▶ [Written problem]
Can you turn the records below into a numbered list, with blank lines dropped?

--- START Provided records ---

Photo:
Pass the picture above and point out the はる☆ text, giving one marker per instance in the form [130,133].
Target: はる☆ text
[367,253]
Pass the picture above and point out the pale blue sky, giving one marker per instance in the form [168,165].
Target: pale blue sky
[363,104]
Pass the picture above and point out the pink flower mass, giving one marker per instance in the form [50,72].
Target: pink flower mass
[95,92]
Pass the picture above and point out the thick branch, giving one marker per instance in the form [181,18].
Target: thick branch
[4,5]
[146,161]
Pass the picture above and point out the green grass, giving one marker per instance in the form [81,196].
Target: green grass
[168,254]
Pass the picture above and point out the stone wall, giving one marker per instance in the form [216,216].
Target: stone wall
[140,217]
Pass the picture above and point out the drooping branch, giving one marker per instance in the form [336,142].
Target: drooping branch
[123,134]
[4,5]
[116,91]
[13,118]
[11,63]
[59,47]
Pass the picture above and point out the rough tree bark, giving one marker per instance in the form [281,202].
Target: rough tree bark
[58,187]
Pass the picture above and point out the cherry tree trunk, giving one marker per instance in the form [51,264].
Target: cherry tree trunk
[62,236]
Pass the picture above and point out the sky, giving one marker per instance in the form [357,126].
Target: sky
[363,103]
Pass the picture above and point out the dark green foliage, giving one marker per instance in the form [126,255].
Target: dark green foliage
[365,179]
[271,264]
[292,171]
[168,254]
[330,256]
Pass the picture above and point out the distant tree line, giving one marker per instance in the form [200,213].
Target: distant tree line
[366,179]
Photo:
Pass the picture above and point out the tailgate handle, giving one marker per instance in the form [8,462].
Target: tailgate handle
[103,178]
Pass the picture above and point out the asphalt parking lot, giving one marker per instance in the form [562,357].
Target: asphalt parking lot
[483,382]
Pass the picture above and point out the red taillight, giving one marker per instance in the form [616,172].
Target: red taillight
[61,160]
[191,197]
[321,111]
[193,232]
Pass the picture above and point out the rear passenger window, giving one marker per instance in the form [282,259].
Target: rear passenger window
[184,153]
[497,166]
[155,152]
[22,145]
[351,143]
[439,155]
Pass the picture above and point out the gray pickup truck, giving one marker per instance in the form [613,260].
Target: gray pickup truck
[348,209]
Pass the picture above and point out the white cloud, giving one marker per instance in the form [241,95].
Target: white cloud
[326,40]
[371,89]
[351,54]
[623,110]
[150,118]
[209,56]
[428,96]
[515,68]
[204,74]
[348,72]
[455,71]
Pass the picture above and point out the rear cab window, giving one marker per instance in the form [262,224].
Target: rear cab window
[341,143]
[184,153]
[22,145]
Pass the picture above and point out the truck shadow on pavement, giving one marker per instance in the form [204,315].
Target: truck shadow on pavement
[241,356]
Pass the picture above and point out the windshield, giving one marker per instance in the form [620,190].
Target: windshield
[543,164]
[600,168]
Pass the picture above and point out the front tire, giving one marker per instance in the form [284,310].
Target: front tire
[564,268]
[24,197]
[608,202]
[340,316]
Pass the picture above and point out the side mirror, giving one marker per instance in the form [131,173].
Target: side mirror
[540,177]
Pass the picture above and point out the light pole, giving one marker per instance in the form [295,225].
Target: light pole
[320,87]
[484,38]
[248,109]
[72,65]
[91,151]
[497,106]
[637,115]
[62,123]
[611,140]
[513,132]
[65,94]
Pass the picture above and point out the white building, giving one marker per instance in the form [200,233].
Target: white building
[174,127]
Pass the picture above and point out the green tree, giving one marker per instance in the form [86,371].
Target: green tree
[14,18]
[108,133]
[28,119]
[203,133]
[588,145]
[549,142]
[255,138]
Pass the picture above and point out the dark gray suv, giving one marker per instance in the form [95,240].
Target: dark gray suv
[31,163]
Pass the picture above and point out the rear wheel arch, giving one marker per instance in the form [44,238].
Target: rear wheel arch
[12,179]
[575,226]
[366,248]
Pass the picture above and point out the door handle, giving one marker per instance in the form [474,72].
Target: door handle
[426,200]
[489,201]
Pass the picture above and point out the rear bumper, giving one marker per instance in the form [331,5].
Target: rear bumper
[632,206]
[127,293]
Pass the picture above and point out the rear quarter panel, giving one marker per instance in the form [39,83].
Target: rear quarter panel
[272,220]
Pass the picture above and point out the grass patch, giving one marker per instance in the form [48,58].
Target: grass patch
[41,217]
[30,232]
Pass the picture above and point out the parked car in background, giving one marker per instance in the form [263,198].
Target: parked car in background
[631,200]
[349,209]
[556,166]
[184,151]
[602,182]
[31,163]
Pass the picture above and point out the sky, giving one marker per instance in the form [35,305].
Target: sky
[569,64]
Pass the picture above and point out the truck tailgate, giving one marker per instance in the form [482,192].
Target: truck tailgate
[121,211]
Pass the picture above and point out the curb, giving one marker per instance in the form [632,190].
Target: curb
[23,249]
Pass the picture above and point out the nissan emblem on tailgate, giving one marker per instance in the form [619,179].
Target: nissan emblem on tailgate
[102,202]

--- END Provided records ---

▶ [Exercise response]
1. Photo:
2. Pass the picture above and point out the はる☆ text, giving one marker per instance in the form [130,133].
3. Target: はる☆ text
4. [367,253]
5. Pass the picture above and point out the pale blue sky, giving one marker per instance in the form [168,165].
6. Target: pale blue sky
7. [363,104]
8. Pass the picture above and point out the pink flower mass, giving one marker per instance in the form [50,72].
9. Target: pink flower mass
10. [95,92]
11. Pass the picture above and point out the thick branch, giving one marker per instance in the form [181,18].
12. Target: thick branch
13. [4,5]
14. [146,161]
15. Pass the picture above and point out the green grass, giving one marker per instance in the form [81,196].
16. Target: green grass
17. [168,254]
18. Pass the picture above and point out the stone wall, giving one marker per instance in the form [216,216].
19. Target: stone wall
20. [140,217]
21. Pass the picture above and point out the drooping branch, giving one marker per instance in the form [336,142].
22. Target: drooping branch
23. [123,134]
24. [4,5]
25. [116,91]
26. [13,118]
27. [11,63]
28. [59,47]
29. Pass the picture above and point out the rough tree bark, giving one marker per instance in the form [281,202].
30. Target: rough tree bark
31. [58,187]
32. Pass the picture above and point out the cherry tree trunk, giving one marker per instance in the form [51,264].
33. Target: cherry tree trunk
34. [62,236]
35. Pass the picture above and point out the sky, giving one marker per instance in the form [357,126].
36. Target: sky
37. [363,103]
38. Pass the picture above and point out the dark green foliage, giving one marker per instance in the form [126,255].
39. Target: dark green foliage
40. [365,179]
41. [271,264]
42. [292,171]
43. [168,254]
44. [330,256]
45. Pass the picture above and point out the distant tree line, giving one marker per instance in the form [200,213].
46. Target: distant tree line
47. [366,179]
48. Photo:
49. Pass the picture above and point out the tailgate handle, giving one marker per instance in the form [8,462].
50. Target: tailgate handle
51. [103,178]
52. Pass the picture above and point out the asphalt parking lot, giving one marker per instance in the form [562,357].
53. Target: asphalt parking lot
54. [483,382]
55. Pass the picture above and point out the red taillight, giving one marker per instance in the form [616,172].
56. Target: red taillight
57. [61,160]
58. [191,197]
59. [321,111]
60. [193,232]
61. Pass the picture above and point out the rear passenger window, giving one marker per instance in the form [282,259].
62. Target: rear passenger window
63. [184,153]
64. [497,166]
65. [155,152]
66. [22,145]
67. [351,143]
68. [439,155]
69. Pass the picture above and point out the gray pickup truck, giving one marker per instance in the form [613,260].
70. Target: gray pickup truck
71. [348,209]
72. Pass the picture above and point out the white cloud, giving one marker per instance in the form [241,95].
73. Target: white cloud
74. [326,40]
75. [371,89]
76. [351,54]
77. [623,110]
78. [150,118]
79. [209,56]
80. [428,96]
81. [515,68]
82. [204,74]
83. [348,72]
84. [455,71]
85. Pass the picture above and point out the rear cab window, giving one marker per instance in the form [262,224].
86. Target: rear cab window
87. [341,143]
88. [184,153]
89. [22,145]
90. Pass the picture above and point out the truck shadow on pavement, giving one marker per instance in the form [204,315].
91. Target: truck shadow on pavement
92. [241,356]
93. Pass the picture above and point out the windshield, giving one marker per instance in the form [620,190].
94. Target: windshield
95. [543,164]
96. [600,168]
97. Pass the picture above and point out the front tire, giving one marker per instance in the form [284,310].
98. Target: front tire
99. [564,268]
100. [24,197]
101. [608,202]
102. [340,316]
103. Pass the picture above and point out the side mirror, giving one marker per instance in the form [131,173].
104. Target: side mirror
105. [540,177]
106. Pass the picture above and point out the light pole, giving one marker per instance in the form [295,225].
107. Target: light pole
108. [320,87]
109. [484,38]
110. [248,109]
111. [72,65]
112. [91,151]
113. [497,106]
114. [637,115]
115. [62,123]
116. [611,140]
117. [513,132]
118. [65,94]
119. Pass the picture above and point out the white building, giving one marker per instance in the form [200,233].
120. Target: white building
121. [174,127]
122. Pass the picture above and point out the green tree, giving one marker per instance in the form [86,371].
123. Target: green tree
124. [14,18]
125. [108,133]
126. [28,119]
127. [203,133]
128. [588,145]
129. [549,142]
130. [255,138]
131. Pass the picture above and point out the dark gray suv, giving one marker per instance in the form [95,240].
132. Target: dark gray suv
133. [31,163]
134. Pass the picture above and point out the rear wheel arch, giving one marker per instance in the form [44,238].
135. Target: rear wheel arch
136. [12,179]
137. [575,226]
138. [366,248]
139. Pass the picture above and point out the door handle, giving one marker per instance in the form [474,72].
140. Target: door handle
141. [426,200]
142. [489,201]
143. Pass the picture above and point out the rear bumper, giving one marker per instance in the form [331,5].
144. Target: rear bumper
145. [632,206]
146. [127,293]
147. Pass the picture above and point out the rear quarter panel, giving one marker per instance in the form [39,83].
148. Target: rear quarter panel
149. [272,220]
150. Pass the picture above and point out the grass patch, giving one marker per instance in the form [48,58].
151. Target: grass patch
152. [41,217]
153. [30,232]
154. Pass the picture above and point out the parked car in background, giving one marker per instance in the form [263,198].
155. Target: parked car in background
156. [631,200]
157. [349,209]
158. [556,166]
159. [184,151]
160. [602,182]
161. [31,163]
162. Pass the picture above and point out the sky, giving one marker per instance in the form [35,305].
163. Target: sky
164. [569,64]
165. Pass the picture above and point out the truck tailgate, giving one marker per instance in the form [482,192].
166. Target: truck tailgate
167. [121,211]
168. Pass the picture above and point out the curb, giving one marker per instance in the form [632,190].
169. Target: curb
170. [23,249]
171. Pass the picture above and point out the nissan emblem on tailgate, giving one marker per instance in the form [619,179].
172. Target: nissan emblem on tailgate
173. [102,202]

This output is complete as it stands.